DID YOU KNOW?  -- Three years before the 1995 Srebrenica Genocide, Serbs torched Bosniak villages and killed at least 3,166 Bosniaks around Srebrenica. In 1993, the UN described the besieged situation in Srebrenica as a "slow-motion process of genocide." In July 1995, Serbs forcibly expelled 25,000 Bosniaks, brutally raped many women and girls, and systematically killed 8,000+ men and boys (DNA confirmed).

18 January, 2013

UN APOLOGIZES FOR OVATION GIVEN TO SERBIAN MILITANT SONG "MARCH ON THE DRINA" AT UN CONCERT

UNITED NATIONS – The United Nations apologized Thursday for the ovation given to a militant Serb nationalist song performed at a concert honoring Serbia's presidency of the U.N. General Assembly, Secretary-General Ban Ki-moon's spokesman said.


Martin Nesirky said that "the United Nations was aware that some people were offended by the song "March to the Drina," sung in the General Assembly hall Monday night. Ban afterward stood at the podium alongside Vuk Jeremic, the former Serbian foreign minister and current assembly president, for a photo with the performers, the Belgrade vocal group Viva Vox.

Ban "expressed sincere regret that people were offended by this song," Nesirky said, adding that the U.N. chief "obviously was not aware what the song was about or the use that has been made of it in the past."
= = =
Work instruction: Continue the news report about the UN apology for the ovation given to "March on the Drina," starting right after its last sentence. The lines that come next are a separate set and have nothing to do with the news report.

Dataset entries
= = =
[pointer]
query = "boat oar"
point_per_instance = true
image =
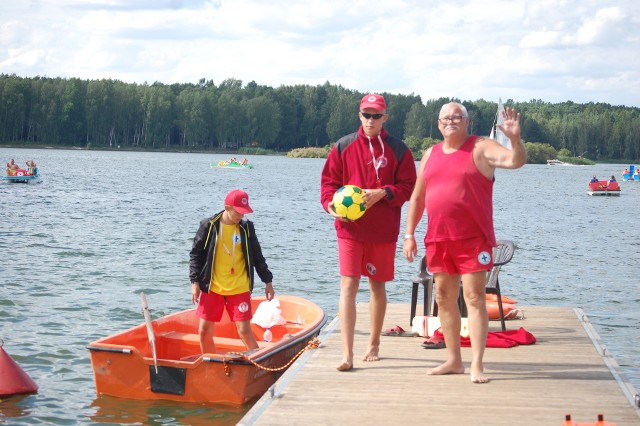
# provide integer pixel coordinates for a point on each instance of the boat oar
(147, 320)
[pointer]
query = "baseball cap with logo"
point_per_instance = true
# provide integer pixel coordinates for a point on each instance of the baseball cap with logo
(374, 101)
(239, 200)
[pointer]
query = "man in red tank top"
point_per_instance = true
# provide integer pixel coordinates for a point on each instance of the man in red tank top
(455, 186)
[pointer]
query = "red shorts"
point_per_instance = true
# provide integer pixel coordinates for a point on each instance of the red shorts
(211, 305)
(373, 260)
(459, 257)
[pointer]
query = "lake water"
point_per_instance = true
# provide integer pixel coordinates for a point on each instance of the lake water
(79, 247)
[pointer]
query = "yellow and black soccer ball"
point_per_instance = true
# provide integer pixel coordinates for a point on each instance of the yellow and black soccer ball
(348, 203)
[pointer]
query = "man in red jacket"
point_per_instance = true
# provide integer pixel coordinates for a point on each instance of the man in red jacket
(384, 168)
= = =
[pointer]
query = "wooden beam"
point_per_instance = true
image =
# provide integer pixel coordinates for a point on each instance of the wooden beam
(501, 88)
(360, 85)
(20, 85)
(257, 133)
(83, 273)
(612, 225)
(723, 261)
= = =
Final answer:
"March to the Drina," was originally written as a nationalist hymn after World War I, about a battle on the Drina River that now separates Serbia and Bosnia. It features lyrics such as "The battle was fought, Near cold water, Blood was flowing, Blood was streaming by the Drina... for Freedom!"

It became a favorite of fascists and Serb nationalists, and was banned by Yugoslavia's Communist government after World War II. It was reportedly sung in the 1990s during Serb attacks on Bosnian towns along the Drina River separating the newly separated countries.

After the Yugoslav wars of secession, Serbs voted in 1992 to make it their national anthem. Serbia's parliament bypassed it as being too provocative and adopted an old song from the country's royalist period instead.

"March on the Drina" was added to the U.N. concert as an encore, and delighted the crowd, which was mostly unaware of its connotations.